Your objective: Return the blog post on baby names below word for word, in full.

Source extract:
......
A lot of people I know have been having babies lately. (Purely a coincidence, I'm sure) and that's gotten me to thinking about baby names. As with most things, I have a very strong opinion on this topic and since this is my blog, I'm going to share it with you.
I've given a lot of thought to naming children--after all, I've named six of them myself. (With a little help from my husband.) It's a huge responsibility. You are tagging and identifying that person for the rest of their life. The name is usually the first thing given in conversation when you meet someone. It makes a big difference if you introduce yourself as "Alexander" as opposed to say, "Scooter". Whole different first impression.
Every year a list is produced of the most popular names for the previous year. But you don't need to check the list to see what's popular. Just stand at the edge of a playground and yell, "Ashley!" or "Megan!" See how many come running. (Of course this scientific test can be marred by the fact that you might be picked up by the police because you're a grown adult loitering around a children's playground. But that's your business.) It's funny though how popular names can change over the years. The Dylans and Ashleys of today could become the Miltons and Gertrudes of yesteryear.
......
Dataset entries:
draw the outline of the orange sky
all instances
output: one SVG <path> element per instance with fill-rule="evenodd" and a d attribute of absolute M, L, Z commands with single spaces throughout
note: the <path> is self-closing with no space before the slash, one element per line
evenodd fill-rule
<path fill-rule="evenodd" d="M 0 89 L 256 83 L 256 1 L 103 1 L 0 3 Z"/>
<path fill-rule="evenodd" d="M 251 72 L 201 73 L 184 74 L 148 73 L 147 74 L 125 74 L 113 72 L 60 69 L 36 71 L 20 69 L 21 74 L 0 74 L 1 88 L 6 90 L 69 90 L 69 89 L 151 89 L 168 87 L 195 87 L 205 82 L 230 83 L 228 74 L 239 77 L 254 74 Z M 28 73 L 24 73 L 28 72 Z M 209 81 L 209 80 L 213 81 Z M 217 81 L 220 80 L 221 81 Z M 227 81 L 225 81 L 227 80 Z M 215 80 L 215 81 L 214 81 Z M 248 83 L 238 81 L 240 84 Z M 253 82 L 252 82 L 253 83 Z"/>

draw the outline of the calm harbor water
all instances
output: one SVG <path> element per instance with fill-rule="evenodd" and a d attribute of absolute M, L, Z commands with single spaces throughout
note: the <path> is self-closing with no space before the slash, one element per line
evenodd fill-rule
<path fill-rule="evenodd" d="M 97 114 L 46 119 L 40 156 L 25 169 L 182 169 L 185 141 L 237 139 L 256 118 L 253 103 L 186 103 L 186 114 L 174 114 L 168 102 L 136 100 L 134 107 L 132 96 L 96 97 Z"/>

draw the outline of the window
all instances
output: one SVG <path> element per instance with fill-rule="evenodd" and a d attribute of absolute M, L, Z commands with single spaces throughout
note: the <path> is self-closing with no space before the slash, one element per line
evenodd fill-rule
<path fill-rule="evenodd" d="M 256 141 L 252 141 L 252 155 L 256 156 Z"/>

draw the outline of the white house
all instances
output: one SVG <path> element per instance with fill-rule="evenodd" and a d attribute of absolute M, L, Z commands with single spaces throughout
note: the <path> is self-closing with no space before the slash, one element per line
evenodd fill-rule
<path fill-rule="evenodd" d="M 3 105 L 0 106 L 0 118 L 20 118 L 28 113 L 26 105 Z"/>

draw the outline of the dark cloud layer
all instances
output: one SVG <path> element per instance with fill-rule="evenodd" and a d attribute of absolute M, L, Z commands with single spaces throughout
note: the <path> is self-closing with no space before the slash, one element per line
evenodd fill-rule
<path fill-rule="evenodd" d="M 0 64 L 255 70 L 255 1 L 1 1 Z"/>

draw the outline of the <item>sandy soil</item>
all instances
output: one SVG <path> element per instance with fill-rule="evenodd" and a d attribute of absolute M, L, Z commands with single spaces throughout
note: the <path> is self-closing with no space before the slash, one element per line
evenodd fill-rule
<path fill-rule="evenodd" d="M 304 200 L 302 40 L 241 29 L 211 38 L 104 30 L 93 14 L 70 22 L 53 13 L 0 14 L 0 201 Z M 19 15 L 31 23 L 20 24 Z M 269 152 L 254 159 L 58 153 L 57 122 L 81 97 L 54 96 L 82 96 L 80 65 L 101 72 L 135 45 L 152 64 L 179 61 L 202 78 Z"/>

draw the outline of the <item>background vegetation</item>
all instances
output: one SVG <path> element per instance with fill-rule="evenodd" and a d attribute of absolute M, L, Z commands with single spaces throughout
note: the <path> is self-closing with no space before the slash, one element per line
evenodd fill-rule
......
Answer section:
A lot of people I know have been having babies lately. (Purely a coincidence, I'm sure) and that's gotten me to thinking about baby names. As with most things, I have a very strong opinion on this topic and since this is my blog, I'm going to share it with you.
I've given a lot of thought to naming children--after all, I've named six of them myself. (With a little help from my husband.) It's a huge responsibility. You are tagging and identifying that person for the rest of their life. The name is usually the first thing given in conversation when you meet someone. It makes a big difference if you introduce yourself as "Alexander" as opposed to say, "Scooter". Whole different first impression.
Every year a list is produced of the most popular names for the previous year. But you don't need to check the list to see what's popular. Just stand at the edge of a playground and yell, "Ashley!" or "Megan!" See how many come running. (Of course this scientific test can be marred by the fact that you might be picked up by the police because you're a grown adult loitering around a children's playground. But that's your business.) It's funny though how popular names can change over the years. The Dylans and Ashleys of today could become the Miltons and Gertrudes of yesteryear.